● **What you need to do**
1. In the Brothers in Arms: Road to Hill 30 review, what did the game focus on during a firefight instead of a single soldier?
2. Extend the Brothers in Arms: Road to Hill 30 review below by writing the next few sentences after its final line.
>> Begin Passage provided
PS2Regular Review

Brothers in Arms: Road to Hill 30 (PS2)

Around the time of release of Brothers in Arms: Road to Hill 30, there was a glut of World War II shooters on the market, leading to people being hungry for some changes to the increasingly familiar design that could reinvigorate the stagnating genre. Most of these games were, in essence, the tale of one soldier who tears through the enemy all on their own, but while this makes for enjoyable gameplay, Brothers in Arms: Road to Hill 30 decided to take a more realistic approach, the entire squad being focused on as part of a firefight rather than just one member. While certainly a fresh direction for the WW2 shooter, it did come with a price.
>> End Passage provided
>> Begin Entries
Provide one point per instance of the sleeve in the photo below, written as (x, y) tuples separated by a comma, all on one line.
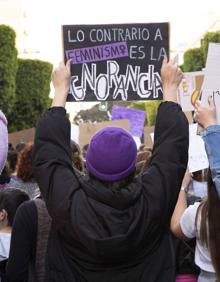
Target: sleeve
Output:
[(23, 242), (211, 138), (52, 163), (188, 221), (169, 160), (3, 140)]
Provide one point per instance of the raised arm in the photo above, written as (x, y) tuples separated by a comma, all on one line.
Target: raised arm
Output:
[(170, 151), (206, 117), (3, 140), (52, 154)]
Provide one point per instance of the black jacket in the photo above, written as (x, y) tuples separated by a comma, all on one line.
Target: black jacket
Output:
[(103, 234)]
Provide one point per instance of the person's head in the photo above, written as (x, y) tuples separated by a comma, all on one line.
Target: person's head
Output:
[(210, 209), (5, 175), (25, 163), (76, 156), (20, 146), (12, 160), (10, 200), (111, 155)]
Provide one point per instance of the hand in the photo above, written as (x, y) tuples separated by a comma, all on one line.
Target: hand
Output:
[(205, 115), (171, 76), (61, 76), (61, 82), (186, 179)]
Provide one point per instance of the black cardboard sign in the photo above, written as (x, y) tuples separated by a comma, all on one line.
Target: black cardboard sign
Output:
[(115, 62)]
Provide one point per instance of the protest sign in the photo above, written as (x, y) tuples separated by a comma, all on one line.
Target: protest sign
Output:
[(189, 90), (135, 117), (197, 154), (115, 62), (87, 130), (26, 135), (211, 85)]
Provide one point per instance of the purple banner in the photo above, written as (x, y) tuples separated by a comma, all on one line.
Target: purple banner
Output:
[(135, 117), (98, 53)]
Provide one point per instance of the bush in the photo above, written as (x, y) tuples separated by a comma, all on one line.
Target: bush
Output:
[(32, 93), (209, 37), (193, 60), (8, 68)]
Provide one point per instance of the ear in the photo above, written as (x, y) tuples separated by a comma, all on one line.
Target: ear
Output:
[(3, 215)]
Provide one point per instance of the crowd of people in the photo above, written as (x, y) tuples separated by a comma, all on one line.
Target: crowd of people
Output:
[(115, 213)]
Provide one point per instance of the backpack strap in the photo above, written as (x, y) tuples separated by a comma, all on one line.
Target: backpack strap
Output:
[(44, 225)]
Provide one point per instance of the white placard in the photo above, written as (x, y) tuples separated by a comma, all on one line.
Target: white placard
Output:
[(211, 85), (197, 154), (74, 135), (189, 90)]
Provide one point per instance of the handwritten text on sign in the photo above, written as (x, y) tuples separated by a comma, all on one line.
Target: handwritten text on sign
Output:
[(116, 62)]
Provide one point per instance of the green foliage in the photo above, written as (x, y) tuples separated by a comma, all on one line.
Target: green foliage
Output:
[(8, 68), (193, 60), (32, 93), (209, 37), (151, 109)]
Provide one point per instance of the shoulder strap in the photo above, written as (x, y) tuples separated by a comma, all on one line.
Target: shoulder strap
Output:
[(44, 225)]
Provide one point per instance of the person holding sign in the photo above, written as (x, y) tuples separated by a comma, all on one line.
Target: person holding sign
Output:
[(3, 140), (201, 220), (111, 225)]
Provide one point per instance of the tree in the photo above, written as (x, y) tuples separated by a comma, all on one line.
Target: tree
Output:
[(209, 37), (193, 60), (32, 93), (8, 68)]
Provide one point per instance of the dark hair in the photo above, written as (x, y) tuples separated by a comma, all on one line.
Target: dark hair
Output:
[(25, 163), (210, 224), (12, 160), (5, 175), (117, 184), (10, 200)]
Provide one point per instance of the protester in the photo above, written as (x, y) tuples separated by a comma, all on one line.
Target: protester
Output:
[(30, 234), (3, 140), (201, 220), (143, 159), (77, 158), (101, 231), (24, 178), (29, 241), (5, 176)]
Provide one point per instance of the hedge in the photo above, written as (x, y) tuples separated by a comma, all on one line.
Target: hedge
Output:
[(32, 93), (8, 68)]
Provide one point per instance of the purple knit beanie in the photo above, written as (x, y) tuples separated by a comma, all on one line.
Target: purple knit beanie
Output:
[(111, 155)]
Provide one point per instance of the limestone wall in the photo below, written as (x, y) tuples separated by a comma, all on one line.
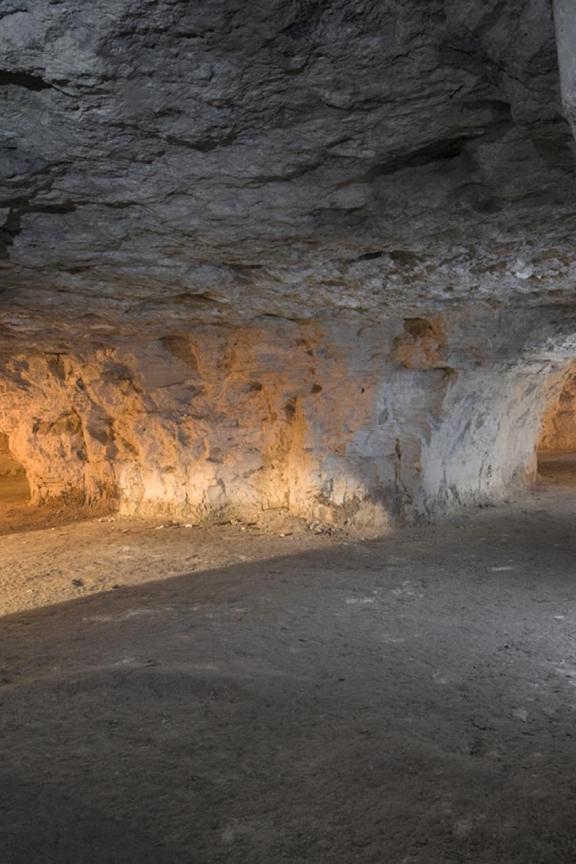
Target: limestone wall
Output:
[(559, 423), (346, 423)]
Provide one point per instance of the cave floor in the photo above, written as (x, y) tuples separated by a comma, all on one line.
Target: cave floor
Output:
[(244, 697)]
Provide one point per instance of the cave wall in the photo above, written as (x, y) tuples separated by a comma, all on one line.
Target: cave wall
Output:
[(349, 424), (558, 430)]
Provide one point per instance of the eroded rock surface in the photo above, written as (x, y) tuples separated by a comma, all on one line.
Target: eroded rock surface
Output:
[(306, 255)]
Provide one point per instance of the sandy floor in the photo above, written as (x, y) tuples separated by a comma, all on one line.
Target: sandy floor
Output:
[(219, 695)]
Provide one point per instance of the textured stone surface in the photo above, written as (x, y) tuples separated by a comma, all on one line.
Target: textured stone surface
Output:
[(288, 158), (283, 256), (341, 424)]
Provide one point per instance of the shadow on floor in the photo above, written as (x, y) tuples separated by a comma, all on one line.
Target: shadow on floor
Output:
[(408, 701)]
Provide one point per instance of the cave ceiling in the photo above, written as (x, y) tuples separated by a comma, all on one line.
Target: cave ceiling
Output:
[(164, 161)]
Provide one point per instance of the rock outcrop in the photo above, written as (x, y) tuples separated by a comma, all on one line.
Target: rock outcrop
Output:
[(315, 255)]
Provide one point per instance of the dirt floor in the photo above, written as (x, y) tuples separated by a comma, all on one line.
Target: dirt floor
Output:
[(198, 696)]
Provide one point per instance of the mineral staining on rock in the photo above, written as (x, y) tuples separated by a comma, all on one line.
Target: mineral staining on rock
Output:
[(312, 256)]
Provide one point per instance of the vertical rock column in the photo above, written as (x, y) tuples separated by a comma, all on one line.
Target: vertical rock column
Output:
[(565, 19)]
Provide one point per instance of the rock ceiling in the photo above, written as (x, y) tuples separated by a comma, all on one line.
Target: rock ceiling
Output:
[(164, 160)]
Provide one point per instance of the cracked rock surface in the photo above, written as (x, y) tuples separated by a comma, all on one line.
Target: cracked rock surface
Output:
[(293, 157), (315, 255)]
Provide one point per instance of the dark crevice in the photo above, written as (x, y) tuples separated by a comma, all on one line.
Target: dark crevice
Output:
[(23, 79)]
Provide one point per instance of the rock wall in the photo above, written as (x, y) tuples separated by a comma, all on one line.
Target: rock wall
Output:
[(9, 467), (349, 424), (559, 423)]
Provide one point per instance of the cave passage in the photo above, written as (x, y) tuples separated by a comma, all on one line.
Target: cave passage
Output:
[(14, 486)]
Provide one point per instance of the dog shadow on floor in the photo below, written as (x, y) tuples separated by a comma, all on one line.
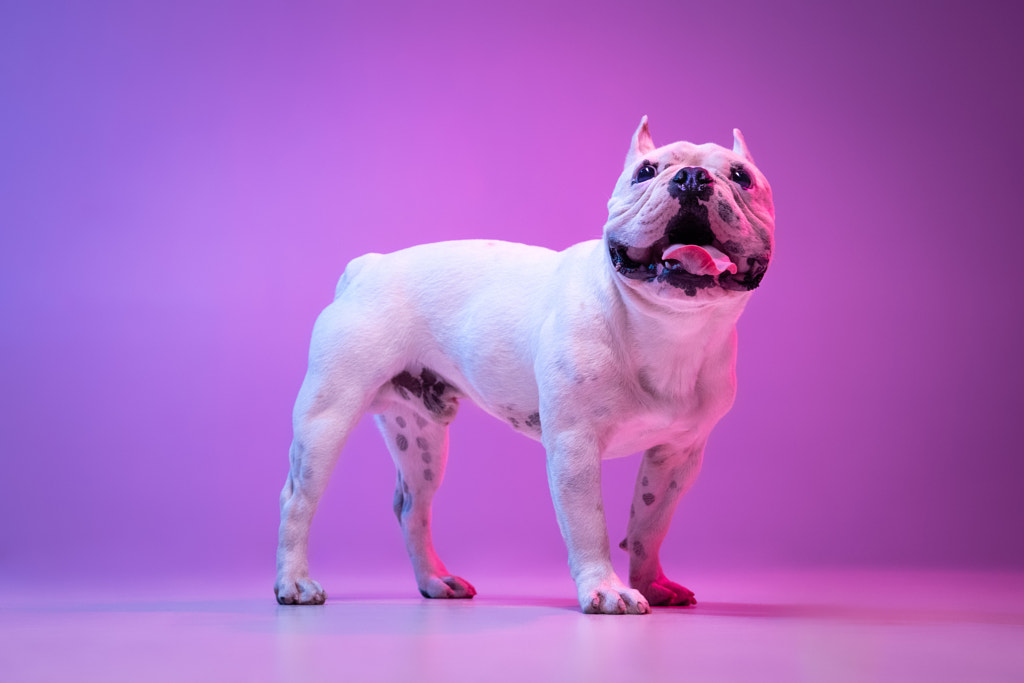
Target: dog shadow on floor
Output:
>> End Entries
● **Solved tasks**
1. The entire squad.

2.
The player is still control of a single individual in this title, albeit it’s the squad’s leader Sergeant Baker. Baker is able to give orders to his men, but he’ll also be out on the battlefield himself, weapon in hand, ready to fight back the Germans on D-Day. However, to deemphasize the one-man army nature of its contemporaries, the game has Sergeant Baker take a few hits to his effectiveness. Some of these are understandable, like the fact that if you’re in the open you can be easily taken down by enemy fire, and the only way to recover from health is to finish a mission or fail at it so many times the game extends you a pity heal option. However, the bigger penalty placed on Baker is his personal accuracy. Presented through first person, you can raise your gun to aim at an opponent, but the bullets have a tendency to not go exactly where you’re pointing. This is again trying to discourage you from trying to handle everything yourself, your shots not being reliable enough on their own to effectively take down a group of enemy soldiers, but we’ll get to why it’s an issue when we look at squad effectiveness. For now, it’s important to note that it does well enough on enemies out in the open or when they’re close enough, so there’s a reasonable range where your shots will work, and weapons like sniper rifles are more reliable due to their intended use. You’ll mostly stick to machine guns for typical firefights and grenades to force enemies out of cover, but most of the game is focused on its idea of making you work as part of a squad rather than giving too much power to Baker.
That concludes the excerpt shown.